EXERCISE BRIEF:
Reproduce the full passage on a Supreme Court ethics code word for word.

PASSAGE PROVIDED:
'''
Well, how about doing something else, New York Times‘ Editorial Board — how about eliminating “various potential influences on the court” altogether — by making the court stick to adjudicating parties’ argument, rather than let judges concoct their own argument, of necessity pre-selected by the “influences” judges are under? If judicial procedure follows “due process of the law” — as it certainly should — than it is parties’ argument that should be weighted on the scales of Lady Justice, not that of the judges, who now take off their blindfold of impartiality to inject into their decisions their ideological and personal “influences,” deciding cases with a split vote. Without the “influences,” the vote would be unanimous.

In fact, the Editorial Board’s lament that “the highest court is not bound by a code of ethics as the lower federal courts are” in itself illustrates the absurdity of suggesting that the “ethics code” could make judges stick to rules — because according to their logic, all should be well in the lower courts since lower courts judges are already bound by the “code of ethics.” But if it were so, people would have had no reason to appeal to the Supreme Court — yet that court gets close to 10,000 petitions per year.
'''
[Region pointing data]
'''
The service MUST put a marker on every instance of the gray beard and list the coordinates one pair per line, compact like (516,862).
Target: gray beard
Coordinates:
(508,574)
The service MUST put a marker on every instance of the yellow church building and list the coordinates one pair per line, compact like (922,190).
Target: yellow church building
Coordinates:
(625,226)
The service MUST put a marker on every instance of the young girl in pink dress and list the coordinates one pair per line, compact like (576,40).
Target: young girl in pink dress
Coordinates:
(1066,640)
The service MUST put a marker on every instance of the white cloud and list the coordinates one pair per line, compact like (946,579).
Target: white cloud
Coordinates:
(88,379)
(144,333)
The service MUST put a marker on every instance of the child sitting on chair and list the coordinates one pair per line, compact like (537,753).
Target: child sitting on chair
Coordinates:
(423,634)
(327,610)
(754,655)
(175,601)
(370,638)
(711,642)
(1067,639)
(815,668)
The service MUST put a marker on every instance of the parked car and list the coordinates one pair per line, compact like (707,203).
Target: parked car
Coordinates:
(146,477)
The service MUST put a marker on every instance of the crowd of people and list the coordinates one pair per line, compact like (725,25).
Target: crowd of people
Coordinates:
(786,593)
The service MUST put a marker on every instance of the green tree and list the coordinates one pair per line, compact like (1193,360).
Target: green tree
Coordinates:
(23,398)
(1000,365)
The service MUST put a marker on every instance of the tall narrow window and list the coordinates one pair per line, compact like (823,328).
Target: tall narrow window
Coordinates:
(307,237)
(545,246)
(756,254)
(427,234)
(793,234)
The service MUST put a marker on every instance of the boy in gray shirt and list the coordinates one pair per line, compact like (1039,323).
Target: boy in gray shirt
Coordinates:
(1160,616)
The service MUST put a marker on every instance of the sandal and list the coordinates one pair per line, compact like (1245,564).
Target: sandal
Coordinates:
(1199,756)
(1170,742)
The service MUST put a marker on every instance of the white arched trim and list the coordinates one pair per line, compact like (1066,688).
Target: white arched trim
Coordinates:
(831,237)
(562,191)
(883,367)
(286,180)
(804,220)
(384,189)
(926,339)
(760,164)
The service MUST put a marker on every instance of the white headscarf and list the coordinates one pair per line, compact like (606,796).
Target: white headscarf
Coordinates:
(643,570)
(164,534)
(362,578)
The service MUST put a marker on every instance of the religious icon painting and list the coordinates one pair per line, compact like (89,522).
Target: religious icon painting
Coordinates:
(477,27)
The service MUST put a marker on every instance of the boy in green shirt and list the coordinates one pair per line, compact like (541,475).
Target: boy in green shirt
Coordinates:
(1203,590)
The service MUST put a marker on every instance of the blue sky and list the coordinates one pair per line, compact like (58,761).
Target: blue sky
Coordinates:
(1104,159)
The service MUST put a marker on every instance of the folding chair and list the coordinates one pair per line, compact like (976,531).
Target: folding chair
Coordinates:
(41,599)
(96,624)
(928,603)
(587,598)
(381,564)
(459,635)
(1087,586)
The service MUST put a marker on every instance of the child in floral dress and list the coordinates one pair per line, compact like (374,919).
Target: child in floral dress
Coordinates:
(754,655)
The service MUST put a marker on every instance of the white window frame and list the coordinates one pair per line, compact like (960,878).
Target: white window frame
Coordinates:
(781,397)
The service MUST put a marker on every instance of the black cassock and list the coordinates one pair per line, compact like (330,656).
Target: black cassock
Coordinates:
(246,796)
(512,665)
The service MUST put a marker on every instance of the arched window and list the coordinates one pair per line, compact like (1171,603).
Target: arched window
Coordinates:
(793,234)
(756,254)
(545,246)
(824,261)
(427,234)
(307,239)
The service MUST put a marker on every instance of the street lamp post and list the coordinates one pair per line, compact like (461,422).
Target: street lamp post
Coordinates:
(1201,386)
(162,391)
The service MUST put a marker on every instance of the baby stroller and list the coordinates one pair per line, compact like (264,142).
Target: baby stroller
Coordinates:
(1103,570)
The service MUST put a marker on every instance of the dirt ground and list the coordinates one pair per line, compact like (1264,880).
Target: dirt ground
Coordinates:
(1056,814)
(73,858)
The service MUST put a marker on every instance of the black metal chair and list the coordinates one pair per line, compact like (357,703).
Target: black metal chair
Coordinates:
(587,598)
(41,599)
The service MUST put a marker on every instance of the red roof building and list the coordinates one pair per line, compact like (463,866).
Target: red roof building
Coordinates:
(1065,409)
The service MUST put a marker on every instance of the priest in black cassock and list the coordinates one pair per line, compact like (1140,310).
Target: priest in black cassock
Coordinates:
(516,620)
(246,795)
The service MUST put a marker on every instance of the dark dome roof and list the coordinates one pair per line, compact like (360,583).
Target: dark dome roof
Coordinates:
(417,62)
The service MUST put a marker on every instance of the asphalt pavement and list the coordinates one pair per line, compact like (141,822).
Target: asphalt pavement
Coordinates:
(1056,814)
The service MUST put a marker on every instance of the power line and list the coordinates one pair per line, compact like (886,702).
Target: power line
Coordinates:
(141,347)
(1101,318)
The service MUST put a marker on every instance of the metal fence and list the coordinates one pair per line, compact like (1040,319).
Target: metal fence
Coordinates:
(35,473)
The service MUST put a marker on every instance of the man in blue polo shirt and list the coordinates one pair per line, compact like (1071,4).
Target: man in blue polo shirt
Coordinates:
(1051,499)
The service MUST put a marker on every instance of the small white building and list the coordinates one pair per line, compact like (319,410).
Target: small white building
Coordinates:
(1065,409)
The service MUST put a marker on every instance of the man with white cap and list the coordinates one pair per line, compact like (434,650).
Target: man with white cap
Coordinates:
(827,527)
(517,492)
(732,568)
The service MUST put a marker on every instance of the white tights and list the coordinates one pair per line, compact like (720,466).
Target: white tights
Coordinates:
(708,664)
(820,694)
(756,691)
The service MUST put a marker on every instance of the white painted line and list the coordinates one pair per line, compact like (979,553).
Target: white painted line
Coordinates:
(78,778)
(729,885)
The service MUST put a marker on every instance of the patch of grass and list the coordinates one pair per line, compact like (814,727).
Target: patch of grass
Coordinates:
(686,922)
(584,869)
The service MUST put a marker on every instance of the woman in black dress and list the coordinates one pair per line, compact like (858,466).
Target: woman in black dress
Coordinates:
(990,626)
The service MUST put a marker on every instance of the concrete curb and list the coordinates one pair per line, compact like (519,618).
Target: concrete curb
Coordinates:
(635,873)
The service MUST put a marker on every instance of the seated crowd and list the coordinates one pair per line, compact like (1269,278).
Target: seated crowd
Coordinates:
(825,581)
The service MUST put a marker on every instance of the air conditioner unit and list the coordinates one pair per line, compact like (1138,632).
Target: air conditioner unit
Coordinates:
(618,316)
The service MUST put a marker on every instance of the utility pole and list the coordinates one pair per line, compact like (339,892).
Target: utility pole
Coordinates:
'''
EXERCISE RESULT:
Well, how about doing something else, New York Times‘ Editorial Board — how about eliminating “various potential influences on the court” altogether — by making the court stick to adjudicating parties’ argument, rather than let judges concoct their own argument, of necessity pre-selected by the “influences” judges are under? If judicial procedure follows “due process of the law” — as it certainly should — than it is parties’ argument that should be weighted on the scales of Lady Justice, not that of the judges, who now take off their blindfold of impartiality to inject into their decisions their ideological and personal “influences,” deciding cases with a split vote. Without the “influences,” the vote would be unanimous.

In fact, the Editorial Board’s lament that “the highest court is not bound by a code of ethics as the lower federal courts are” in itself illustrates the absurdity of suggesting that the “ethics code” could make judges stick to rules — because according to their logic, all should be well in the lower courts since lower courts judges are already bound by the “code of ethics.” But if it were so, people would have had no reason to appeal to the Supreme Court — yet that court gets close to 10,000 petitions per year.